Selected extract.
Susanna Pell (viol), rec. London. May, 2005 (A Child Divine).
BURNING SHED (no catalogue number given) [75:53]
 
Andrew KEELING (b.1954)
Blue Dawn
Distant Skies, Mountains and Shadows [10:22]
MirAre [15:00]
Petit Requiem pour Basil [11:33]
Blue Dawn [31:16]
3-Orm: Dominy Clements (flute), Hans Witteman (clarinets), Eric van Balen (piano), rec. Korzo Chapel, The Hague, Netherlands, 2000 (Distant Skies…); Mtthew Wadsworth (theorbo), rec. St. Mary’s Church, Wadsworth, UK, 2005 (MirAre). TripleSec: Lynne Bulmer (flute), Peter Churchill (piano), Rosalind Rawnsley (narrator), rec. The Scot’s Kirk, Paris, 2006 (Petit Requiem). Steven Wray (piano), rec. The Westminster School, Westminster, London, 2006 (Blue Dawn).
BURNING SHED (no catalogue number given) [70:21]

 


Burning Shed is an interesting label, which has a variety of ‘off the beaten track’ musicians, bands and composers on its books. Some of them can be sampled for free on the site. The titles are available either as MP3 downloads, or, as is the case with this review, CDs burnt onto CD-ROM stock, and supplied in Burning Shed’s trademark cardboard envelopes, with basic track information on a paper inlay card and the title hand-stamped onto the front of the envelope. I won’t claim that this is the most informative or convenient of formats, but with a basic premise of low cost, further information available online (I hope), and allowing the music to speak for itself, I’m not about to launch a diatribe about lacking texts and booklet notes or wondering how I will ever find these CDs again once they have vanished into a library of thousands.

I don’t know a great deal about Andrew Keeling, other than that he sent my short-lived ensemble 3-Orm the score of Distant Skies, Mountains and Shadows and somehow charmed us into recording it for him for free and at long range – the present version being a second attempt after the first location managed to be even noisier. More of that later. He has written for illustrious artists such as the Hilliard Ensemble, Evelyn Glennie and the BBC Philharmonic Orchestra. He is a recognised advocate of the music of Robert Fripp and King Crimson, and his own website here is full of fascinating stuff. The recordings presented here are inevitably something of a mixed bag, but the results are generally of a high standard. While some tracks are a little fluffy and vague as regards sound quality the performances are all convincing and genuinely involving.

Reclaiming Eros was Keeling’s first release on Burning Shed, and is a well-filled album of high quality music commissioned and performed by a plethora of excellent musicians. The eponymous Piano Quartet is an exciting and energetic work, with plenty of ostinati and punchy rhythmic writing. There are moments of repose and a valedictory ending, but the nervous energy is maintained through the first half by micro-dialogues between the instruments, and secretive string trills and piano splashes. Keeling’s idiom is recognisably tonal – there are even some moments where Michael Nymanesque textures creep in. Even where more lyrical moments are allowed to develop the music resists easy sentimentality. Andrew Keeling has a penchant for open intervals in some of his other works, and in this one there is an almost oriental feel at times, with open fifths in transposition giving the tonality a pentatonic feel. At about 9:00 into the work, the cello is given an aria accompanied by the piano, and the mood elongates and is allowed more expressive breadth. There is some seriously gorgeous music in this piece, and with responsive playing from the Stor Quartet and pianist Torlief Torgersen this is a good introduction to Keeling’s work.

Data segment.
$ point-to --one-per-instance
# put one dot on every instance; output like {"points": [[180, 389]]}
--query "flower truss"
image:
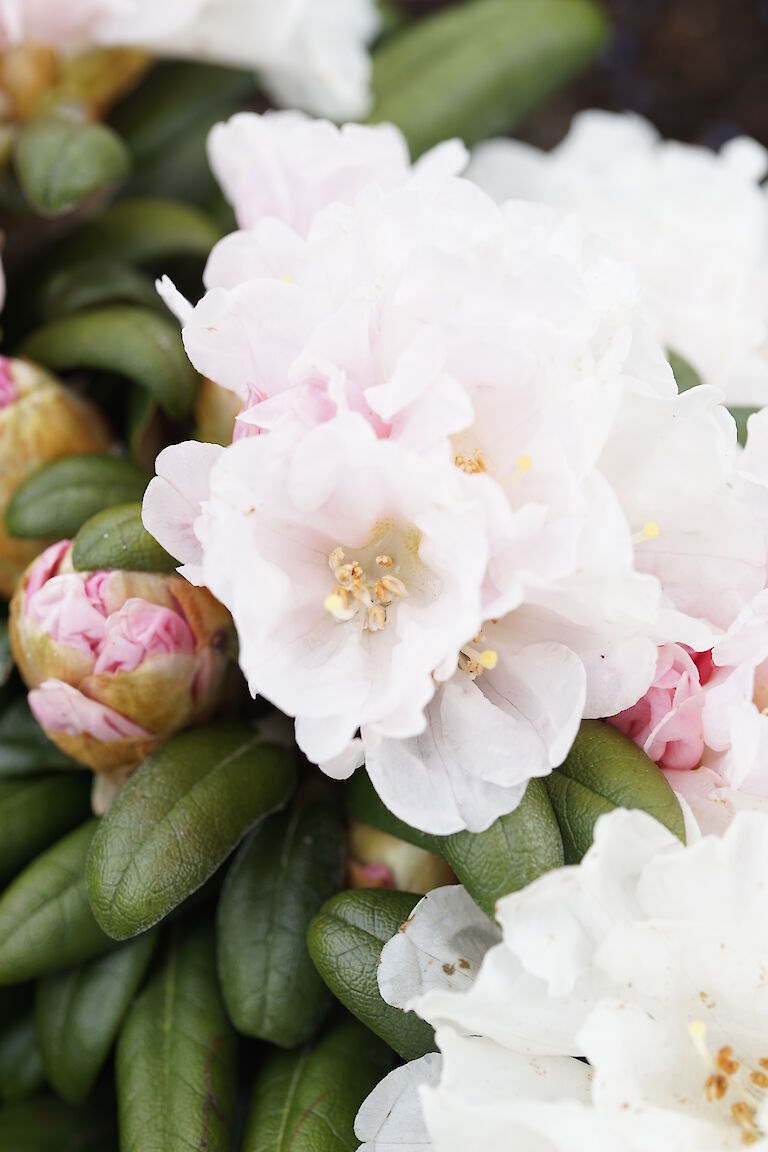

Jobs.
A) In the review of the Andrew Keeling CDs above, who plays the Piano Quartet from Reclaiming Eros?
B) Carry on the Andrew Keeling CD review above from its last sentence.

Expected responses.
A) The Stor Quartet, with pianist Torlief Torgersen.

B)
Scarlet Letters for solo guitar is, at just over 15 minutes, substantial to say the least. Abigail James’s playing is utterly convincing, and is the first thing which demands that you take it seriously and that demonstrates the piece to be worthwhile. Written using the full gamut and colour range of conventional guitar techniques, this has to be a work which should be taken up by serious performers looking to go beyond the usual classical and romantic repertoire; who are looking for something with melodic charm and expressive potential but which clearly demands considerable technical virtuosity. This work is filled with fascinating ideas and nuances, innocence and sophistication. Imagine something by Leo Brouwer, and if anything more so, and you’ll have some inkling as to what I mean.

Gothic Voices are an established ensemble, and have shown considerable imagination in commissioning new works over the years. Powered by Joy uses texts by Solage (Joieux de cuer) and Machaut (Il m’est avis), and plays with the words at an number of levels, using their inherent sounds to create rhythmic and colour contrast, but also at times setting the voices in almost barber-shop closeness of harmony. In this way Keeling and Gothic Voices have taken over the baton somewhat from the Kings Singers, who also ventured forth with new works from an elder generation of composers such as Paul Patterson, Richard Rodney Bennett and Malcolm Williamson. Keeling’s writing pays respect to medieval and renaissance in some aspects of the vocal writing in this piece, but gives it an edge and a sense of danger, crowding the notes into small spaces, inviting them and the words to collide in short, clipped phrases, as well as giving them longer, arching forms by way of contrast.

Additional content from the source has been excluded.